Provided text:

Thursday, December 22, 2011

Essence of a Miracle


בס''ד
2nd Day of Hannukah
Parshat MiKetz
26 Kislev, 5772
December 22nd, 2011


You’ve got to wonder what our Rabbis were thinking. Oil? Eight days? That’s the miracle? What about that other miracle, where the Jews won their freedom from an enemy better armed and more powerful? A lamp burning for eight days seems like one of those stories where somebody sees the face of a religious figure in a bowl of Cheerios: as miracles go, this one just doesn’t seem to cut it.

As with understanding anything of past years, imagination is everything. So, imagine for a second. Imagine that you, battle-scarred, grime-smeared, and battle-weary, stand inside the Temple in Jerusalem. When you got there, the place was a disaster: torn to pieces, the sacrifices of pigs to pagan gods still evident. Imagine that you have fought in a particularly vicious, bloody guerilla war. Imagine that the war was not just against a foreign invader, but also a kind of civil war, against Jews who allied themselves with the Greeks. Imagine that you have fought even against your brothers.

In these circumstances, I imagine this question: will God come back to this place, or are we abandoned forever? After this war, has God forgotten us?

 And as the light burned steadily, night after night, we knew that we were not alone.

Objective 1: From the Hanukkah post, extract the passage from "As with understanding" to "against your brothers.".
Objective 2: According to the Hanukkah post, why did the lamp's steady burning matter to the people standing in the Temple? Answer in one to three sentences.

Information provided:

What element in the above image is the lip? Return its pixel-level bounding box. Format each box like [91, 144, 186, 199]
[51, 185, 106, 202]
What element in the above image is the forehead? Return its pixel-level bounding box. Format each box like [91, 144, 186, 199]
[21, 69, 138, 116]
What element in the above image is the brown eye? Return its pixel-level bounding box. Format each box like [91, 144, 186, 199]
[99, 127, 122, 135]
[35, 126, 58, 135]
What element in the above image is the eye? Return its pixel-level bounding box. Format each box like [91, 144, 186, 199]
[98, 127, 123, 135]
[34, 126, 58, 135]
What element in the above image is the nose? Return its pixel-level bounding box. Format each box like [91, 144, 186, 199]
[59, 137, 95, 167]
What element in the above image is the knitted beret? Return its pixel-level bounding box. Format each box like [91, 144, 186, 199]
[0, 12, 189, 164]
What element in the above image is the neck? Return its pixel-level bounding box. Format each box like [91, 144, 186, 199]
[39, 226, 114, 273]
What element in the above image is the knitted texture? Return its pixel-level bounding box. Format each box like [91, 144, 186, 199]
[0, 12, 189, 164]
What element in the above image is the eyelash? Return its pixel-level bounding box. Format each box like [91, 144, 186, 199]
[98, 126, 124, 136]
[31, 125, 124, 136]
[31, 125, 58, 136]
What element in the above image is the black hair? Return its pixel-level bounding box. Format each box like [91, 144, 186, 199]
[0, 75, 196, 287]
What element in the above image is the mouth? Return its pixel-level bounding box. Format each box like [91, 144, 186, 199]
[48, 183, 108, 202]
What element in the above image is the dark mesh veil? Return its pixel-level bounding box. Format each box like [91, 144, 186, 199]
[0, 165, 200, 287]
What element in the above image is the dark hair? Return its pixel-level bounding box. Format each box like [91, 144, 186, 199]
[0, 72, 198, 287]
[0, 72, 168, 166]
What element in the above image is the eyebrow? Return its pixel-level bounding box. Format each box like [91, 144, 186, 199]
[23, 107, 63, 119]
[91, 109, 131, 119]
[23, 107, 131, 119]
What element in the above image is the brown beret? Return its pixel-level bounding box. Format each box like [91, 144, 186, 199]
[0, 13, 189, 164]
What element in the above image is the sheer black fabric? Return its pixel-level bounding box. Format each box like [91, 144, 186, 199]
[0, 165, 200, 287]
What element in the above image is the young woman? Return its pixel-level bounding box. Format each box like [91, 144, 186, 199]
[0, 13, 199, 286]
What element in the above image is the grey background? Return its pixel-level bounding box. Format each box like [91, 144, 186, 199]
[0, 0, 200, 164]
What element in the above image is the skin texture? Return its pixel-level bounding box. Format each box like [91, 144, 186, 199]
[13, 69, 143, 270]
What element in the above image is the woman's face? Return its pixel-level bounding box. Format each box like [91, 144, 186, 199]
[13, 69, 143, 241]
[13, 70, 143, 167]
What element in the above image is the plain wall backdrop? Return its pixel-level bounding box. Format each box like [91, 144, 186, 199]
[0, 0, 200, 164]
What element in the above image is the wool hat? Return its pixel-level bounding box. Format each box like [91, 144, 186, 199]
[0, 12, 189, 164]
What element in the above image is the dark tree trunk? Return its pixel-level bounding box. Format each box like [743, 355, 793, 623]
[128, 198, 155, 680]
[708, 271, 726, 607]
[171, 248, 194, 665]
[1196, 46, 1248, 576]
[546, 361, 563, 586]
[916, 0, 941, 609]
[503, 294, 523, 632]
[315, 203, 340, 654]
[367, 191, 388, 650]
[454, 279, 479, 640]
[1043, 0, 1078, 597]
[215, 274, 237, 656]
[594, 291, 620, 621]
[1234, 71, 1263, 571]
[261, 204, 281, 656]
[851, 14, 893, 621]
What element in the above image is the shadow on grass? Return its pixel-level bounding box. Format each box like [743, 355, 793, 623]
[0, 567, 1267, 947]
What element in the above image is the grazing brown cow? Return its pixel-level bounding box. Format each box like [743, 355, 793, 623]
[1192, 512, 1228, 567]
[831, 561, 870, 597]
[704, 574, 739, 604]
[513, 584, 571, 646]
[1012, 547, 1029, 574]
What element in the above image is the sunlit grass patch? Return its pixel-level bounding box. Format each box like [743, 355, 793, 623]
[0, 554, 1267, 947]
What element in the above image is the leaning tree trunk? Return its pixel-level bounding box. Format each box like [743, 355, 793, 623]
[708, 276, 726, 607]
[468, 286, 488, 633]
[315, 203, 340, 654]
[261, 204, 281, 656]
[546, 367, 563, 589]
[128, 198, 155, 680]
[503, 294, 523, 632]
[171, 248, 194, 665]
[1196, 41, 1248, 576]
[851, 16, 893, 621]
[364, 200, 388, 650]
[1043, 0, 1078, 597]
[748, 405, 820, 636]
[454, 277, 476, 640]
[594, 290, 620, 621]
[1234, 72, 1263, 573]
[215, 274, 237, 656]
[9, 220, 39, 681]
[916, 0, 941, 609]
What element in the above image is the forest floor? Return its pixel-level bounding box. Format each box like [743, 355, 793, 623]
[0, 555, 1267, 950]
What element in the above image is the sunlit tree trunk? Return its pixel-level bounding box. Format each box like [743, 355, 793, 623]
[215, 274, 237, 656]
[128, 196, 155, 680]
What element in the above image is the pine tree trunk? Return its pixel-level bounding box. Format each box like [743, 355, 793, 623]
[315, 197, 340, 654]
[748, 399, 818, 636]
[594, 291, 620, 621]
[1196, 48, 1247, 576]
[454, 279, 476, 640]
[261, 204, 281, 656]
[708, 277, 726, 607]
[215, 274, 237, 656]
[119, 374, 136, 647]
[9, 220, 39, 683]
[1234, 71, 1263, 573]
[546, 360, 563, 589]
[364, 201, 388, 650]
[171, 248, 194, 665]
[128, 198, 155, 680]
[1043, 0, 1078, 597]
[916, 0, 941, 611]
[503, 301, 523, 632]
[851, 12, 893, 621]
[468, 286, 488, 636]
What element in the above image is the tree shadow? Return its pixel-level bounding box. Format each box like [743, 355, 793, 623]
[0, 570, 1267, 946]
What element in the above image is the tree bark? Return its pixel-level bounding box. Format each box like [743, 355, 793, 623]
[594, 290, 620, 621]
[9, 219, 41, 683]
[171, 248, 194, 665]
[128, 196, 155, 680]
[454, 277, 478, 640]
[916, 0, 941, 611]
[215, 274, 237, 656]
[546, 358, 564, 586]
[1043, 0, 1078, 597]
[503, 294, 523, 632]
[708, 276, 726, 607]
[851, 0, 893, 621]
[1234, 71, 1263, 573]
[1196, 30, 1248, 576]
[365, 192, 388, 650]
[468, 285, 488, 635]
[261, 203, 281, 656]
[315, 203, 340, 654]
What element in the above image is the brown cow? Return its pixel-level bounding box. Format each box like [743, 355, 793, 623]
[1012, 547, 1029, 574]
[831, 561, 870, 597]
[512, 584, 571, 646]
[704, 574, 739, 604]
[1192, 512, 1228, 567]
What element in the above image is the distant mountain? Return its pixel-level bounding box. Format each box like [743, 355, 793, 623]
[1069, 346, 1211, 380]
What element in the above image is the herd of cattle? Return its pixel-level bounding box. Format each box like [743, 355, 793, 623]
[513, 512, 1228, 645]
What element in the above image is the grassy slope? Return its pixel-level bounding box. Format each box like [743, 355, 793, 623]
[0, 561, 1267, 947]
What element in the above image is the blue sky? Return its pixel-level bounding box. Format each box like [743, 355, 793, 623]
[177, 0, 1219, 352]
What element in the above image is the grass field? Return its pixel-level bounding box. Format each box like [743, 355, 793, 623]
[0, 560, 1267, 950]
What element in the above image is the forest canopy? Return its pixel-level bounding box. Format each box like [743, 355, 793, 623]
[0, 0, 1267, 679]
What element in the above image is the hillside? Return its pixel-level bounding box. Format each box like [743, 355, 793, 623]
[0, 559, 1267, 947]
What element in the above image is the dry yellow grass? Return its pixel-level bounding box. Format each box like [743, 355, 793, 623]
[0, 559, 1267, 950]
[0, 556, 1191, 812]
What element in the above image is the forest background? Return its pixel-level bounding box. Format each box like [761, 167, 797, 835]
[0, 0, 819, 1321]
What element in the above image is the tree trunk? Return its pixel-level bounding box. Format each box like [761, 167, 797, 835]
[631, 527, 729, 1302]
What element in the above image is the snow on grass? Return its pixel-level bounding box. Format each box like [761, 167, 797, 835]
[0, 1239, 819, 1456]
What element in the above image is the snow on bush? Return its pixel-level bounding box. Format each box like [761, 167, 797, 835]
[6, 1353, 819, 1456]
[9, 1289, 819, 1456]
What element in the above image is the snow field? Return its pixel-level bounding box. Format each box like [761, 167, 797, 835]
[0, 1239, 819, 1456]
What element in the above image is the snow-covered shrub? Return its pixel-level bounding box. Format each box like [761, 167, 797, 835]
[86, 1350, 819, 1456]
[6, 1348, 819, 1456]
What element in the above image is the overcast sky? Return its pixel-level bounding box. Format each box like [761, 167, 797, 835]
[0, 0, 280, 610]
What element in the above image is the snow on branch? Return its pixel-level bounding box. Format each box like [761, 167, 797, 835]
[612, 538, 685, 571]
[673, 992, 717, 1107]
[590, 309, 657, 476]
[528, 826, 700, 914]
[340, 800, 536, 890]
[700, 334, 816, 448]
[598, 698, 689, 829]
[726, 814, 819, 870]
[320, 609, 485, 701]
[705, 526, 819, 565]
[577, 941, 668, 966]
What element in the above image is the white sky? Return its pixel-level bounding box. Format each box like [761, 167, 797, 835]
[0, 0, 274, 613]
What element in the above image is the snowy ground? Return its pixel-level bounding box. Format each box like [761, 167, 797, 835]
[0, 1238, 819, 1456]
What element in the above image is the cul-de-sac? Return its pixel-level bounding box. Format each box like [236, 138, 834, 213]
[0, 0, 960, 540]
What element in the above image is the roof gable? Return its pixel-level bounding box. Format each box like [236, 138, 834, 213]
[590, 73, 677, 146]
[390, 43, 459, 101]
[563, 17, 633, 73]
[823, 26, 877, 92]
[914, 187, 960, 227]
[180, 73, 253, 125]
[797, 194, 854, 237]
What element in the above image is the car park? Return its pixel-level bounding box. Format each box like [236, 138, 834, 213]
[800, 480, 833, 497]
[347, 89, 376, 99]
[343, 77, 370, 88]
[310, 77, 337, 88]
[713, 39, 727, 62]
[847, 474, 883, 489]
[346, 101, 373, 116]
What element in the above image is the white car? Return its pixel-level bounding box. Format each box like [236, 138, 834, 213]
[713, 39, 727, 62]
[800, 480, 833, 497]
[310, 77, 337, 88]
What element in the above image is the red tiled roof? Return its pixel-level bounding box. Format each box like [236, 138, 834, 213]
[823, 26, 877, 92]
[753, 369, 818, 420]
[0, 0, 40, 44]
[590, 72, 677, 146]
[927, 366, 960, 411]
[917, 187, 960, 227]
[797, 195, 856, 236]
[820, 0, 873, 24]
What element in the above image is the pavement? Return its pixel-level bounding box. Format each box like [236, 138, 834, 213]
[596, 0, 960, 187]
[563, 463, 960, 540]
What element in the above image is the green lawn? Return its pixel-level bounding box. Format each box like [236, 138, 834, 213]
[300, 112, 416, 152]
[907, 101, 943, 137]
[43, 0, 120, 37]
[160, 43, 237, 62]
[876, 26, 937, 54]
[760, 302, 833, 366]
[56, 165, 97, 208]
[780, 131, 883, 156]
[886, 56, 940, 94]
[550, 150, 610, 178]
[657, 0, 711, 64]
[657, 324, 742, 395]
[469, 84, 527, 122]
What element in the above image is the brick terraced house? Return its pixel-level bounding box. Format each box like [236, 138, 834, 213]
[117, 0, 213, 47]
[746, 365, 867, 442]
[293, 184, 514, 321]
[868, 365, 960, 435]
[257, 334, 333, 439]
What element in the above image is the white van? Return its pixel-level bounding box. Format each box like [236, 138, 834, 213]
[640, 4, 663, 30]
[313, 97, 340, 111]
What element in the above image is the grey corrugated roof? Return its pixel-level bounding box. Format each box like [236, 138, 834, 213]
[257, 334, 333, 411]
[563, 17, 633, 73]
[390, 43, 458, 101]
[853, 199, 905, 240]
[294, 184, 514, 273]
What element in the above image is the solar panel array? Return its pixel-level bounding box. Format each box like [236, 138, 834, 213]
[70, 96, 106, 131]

Exercise result 1:
As with understanding anything of past years, imagination is everything. So, imagine for a second. Imagine that you, battle-scarred, grime-smeared, and battle-weary, stand inside the Temple in Jerusalem. When you got there, the place was a disaster: torn to pieces, the sacrifices of pigs to pagan gods still evident. Imagine that you have fought in a particularly vicious, bloody guerilla war. Imagine that the war was not just against a foreign invader, but also a kind of civil war, against Jews who allied themselves with the Greeks. Imagine that you have fought even against your brothers.

Exercise result 2: They had come through a vicious war, fought partly against fellow Jews, and found the Temple torn apart and defiled, so they wondered whether God would come back or had abandoned them forever. As the light burned night after night, they knew they were not alone.